• Problem to solve:
Write out the portion of the composting passage between "A temperature of" and "and diseased plants.", inclusive.
*** Given passage Section Begins ***
Begin by building a compost pile all at once, watering as you add the material. Every few days, or weekly, the whole pile should be turned by forking it from one place to another (or from one bin to another), watering it as it is turned. While turning the pile place material from the outside of the old pile into the center of the new pile.

If using a compost thermometer, the pile should be turned if it reaches 150 degrees or if it begins to cool down to 100 degrees or below. The aeration and moistening should cause the pile to heat up again.

A temperature of 140 degrees for a 21-day period is required to kill most seed (except for tomato seeds) and diseases. A small home compost pile is often not large enough to maintain this high a temperature for a sustained period of time. Therefore, it is usually best to exclude weed seeds and diseased plants.

Worm Composting
Worm composting is generally done in manufactured worm bins, but can be done in wooden boxes or plastic storage boxes as well. Newspaper torn into narrow strips and moistened, can be used as bedding material and then worms are added along with a small amount of composted material. When making a worm bin from a plastic storage box, choose one that is opaque, if possible. Using a drill, make about twelve 1/4 inch holes in the bottom of the box to allow the worm “tea” to drain. Otherwise the box will get too wet and the worms will try to leave or may drown. Purchased worm bins usually come with bedding material. With a three-box system, the bottom section will catch and hold the worm “tea”.

Kitchen green waste is added every few days. To add new “green” material, put on plastic gloves and pull the worm castings to one side of the box; add the green materials; then push the castings back over the new material. The next time, pull the material from the opposite side of the box, add the material and cover it over, as before.

Worm bins should be kept in a shady location. Direct sun on the worm bin can “cook” the worms. New material should only be added after the previous material has been fairly well digested. If too much material is added at one time, or so frequently that it is not digested, the box may become anaerobic (smelly). Should this happen, do not add more material for a week; or add some finely shredded paper (carbon) and gently mix it into the castings, then wait a while before adding more green material.

At some schools the cafeteria saves the green scraps from preparing lunches for use in the worm bins. Not all school districts will allow this, so check to see if this is possible at your school. Meat products, cheeses, fried foods, oils and fats, should not be put into the worm bins. These materials take a long time to decompose and tend to draw unwelcome critters (raccoons, dogs, and cats). The worms do not “eat” the waste products; rather, they digest decomposing materials.

Note that only certain species of worms (red wigglers or manure worms) can be used to digest decomposing material. They are not the usual earthworms. The earthworms usually found in garden soil are long lived, but do not multiply fast enough to use in a worm bin.

Purchased Worm Bin Kitchen Green Waste for the Bins

Composting Worms

The worms will multiply in the bins and over time the castings can be harvested and used in the garden as a soil additive and plant food.

Worm castings should be mixed with soil at a ratio of 10 parts soil to one part worm castings because of its high nitrogen content.

Worm tea should be diluted 6:1 as it can have up to 21% nitrogen.

To use this method, dig a trench about one foot deep. Pile the soil alongside the trench. Kitchen scraps may be placed in the trench as they become available. Cover each batch as it is put into the trench and continue to the end of the trench. Plant your crop about 12 inches away from the trench. You can also bury kitchen scraps in a small hole about one foot deep near existing plants in a garden.

Soil Incorporation
Chop or shred the yard trimmings as finely as possible and spread them over the soil and around plants as mulch allowing it to decompose on the surface. It is a good idea not to work this material into the soil until it has decomposed because nitrogen will be drawn from the soil by the process of breaking down the mulch. If raw mulch that has a high carbon content and little nitrogen is worked into the soil, it is necessary to add nitrogen at the same time.
*** Given passage Section Ends ***
*** Given information Section Begins ***
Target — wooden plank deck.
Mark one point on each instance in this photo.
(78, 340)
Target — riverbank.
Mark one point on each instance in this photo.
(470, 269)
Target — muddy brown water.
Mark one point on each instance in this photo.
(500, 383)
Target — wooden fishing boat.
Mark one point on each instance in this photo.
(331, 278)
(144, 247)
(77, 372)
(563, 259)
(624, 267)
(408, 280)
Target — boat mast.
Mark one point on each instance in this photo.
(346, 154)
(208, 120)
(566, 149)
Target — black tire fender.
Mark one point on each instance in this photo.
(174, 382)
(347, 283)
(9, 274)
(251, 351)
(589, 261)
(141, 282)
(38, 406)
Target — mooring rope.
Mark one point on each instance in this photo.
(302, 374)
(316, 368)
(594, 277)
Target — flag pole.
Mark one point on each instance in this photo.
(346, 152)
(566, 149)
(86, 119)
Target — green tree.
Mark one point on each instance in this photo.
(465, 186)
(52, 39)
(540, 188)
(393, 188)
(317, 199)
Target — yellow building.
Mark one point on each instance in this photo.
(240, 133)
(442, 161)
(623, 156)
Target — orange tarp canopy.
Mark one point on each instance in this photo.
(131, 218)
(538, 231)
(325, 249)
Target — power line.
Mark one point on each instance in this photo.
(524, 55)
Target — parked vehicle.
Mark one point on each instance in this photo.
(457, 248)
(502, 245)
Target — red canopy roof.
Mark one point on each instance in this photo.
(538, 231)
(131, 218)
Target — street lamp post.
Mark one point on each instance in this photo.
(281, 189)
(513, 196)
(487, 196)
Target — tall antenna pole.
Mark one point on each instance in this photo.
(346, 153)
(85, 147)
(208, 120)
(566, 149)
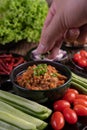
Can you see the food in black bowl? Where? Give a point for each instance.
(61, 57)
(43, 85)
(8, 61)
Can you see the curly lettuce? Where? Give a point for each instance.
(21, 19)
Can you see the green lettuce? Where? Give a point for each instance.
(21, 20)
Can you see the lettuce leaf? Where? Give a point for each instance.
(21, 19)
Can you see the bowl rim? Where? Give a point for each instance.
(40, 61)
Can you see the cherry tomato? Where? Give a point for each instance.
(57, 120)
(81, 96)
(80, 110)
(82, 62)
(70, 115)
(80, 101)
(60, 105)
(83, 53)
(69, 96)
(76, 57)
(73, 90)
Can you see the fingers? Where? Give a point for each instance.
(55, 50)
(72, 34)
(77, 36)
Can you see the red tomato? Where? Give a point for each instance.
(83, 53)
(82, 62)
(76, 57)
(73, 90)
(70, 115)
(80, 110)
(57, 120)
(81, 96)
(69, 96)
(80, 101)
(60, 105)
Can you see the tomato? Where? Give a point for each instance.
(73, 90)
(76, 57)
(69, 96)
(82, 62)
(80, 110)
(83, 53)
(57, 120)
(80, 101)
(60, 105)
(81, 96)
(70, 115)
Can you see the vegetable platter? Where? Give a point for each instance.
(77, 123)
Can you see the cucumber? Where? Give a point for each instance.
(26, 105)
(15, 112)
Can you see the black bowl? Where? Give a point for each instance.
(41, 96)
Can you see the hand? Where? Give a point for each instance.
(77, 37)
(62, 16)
*** Given information Section Ends ***
*** Given information Section Begins ***
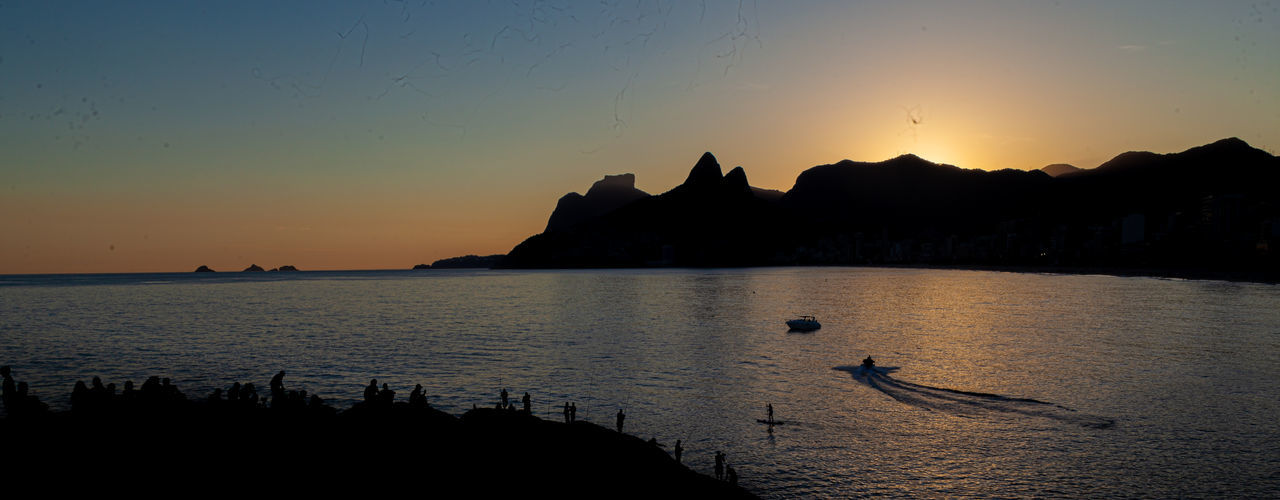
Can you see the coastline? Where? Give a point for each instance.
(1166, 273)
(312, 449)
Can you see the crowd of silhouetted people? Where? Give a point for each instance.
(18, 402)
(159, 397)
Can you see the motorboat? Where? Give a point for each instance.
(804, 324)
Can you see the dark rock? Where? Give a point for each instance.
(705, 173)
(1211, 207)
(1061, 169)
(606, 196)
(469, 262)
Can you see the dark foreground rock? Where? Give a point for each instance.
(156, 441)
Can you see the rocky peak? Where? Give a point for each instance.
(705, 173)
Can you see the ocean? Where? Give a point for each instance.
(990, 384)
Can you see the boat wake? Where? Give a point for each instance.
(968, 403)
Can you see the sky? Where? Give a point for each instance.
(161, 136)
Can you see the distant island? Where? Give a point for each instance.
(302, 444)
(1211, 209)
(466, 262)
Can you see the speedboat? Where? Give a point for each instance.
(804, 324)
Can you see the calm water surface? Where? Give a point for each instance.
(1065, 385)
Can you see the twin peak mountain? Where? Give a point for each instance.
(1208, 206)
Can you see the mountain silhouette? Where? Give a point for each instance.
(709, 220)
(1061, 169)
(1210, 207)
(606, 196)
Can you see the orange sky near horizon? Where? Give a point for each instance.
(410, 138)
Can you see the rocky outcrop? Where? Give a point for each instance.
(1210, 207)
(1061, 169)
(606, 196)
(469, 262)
*** Given information Section Ends ***
*** Given information Section Begins ***
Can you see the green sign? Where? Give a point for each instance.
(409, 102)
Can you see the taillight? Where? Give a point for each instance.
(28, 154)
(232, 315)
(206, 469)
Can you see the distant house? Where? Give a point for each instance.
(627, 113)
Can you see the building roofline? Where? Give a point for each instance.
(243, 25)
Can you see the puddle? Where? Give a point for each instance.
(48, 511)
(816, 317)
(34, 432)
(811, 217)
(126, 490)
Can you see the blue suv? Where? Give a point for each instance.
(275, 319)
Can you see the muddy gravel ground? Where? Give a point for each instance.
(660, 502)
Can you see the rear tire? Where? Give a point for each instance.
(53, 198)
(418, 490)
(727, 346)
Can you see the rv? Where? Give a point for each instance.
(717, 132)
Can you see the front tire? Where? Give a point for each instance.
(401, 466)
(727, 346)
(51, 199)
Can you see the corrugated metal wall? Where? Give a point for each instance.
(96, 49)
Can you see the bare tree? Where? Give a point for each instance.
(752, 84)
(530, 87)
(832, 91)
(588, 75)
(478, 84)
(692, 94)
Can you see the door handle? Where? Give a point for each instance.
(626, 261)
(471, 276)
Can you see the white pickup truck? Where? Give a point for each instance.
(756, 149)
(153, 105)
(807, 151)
*** Given information Section Ends ***
• Response area:
A temperature of 140 degrees for a 21-day period is required to kill most seed (except for tomato seeds) and diseases. A small home compost pile is often not large enough to maintain this high a temperature for a sustained period of time. Therefore, it is usually best to exclude weed seeds and diseased plants.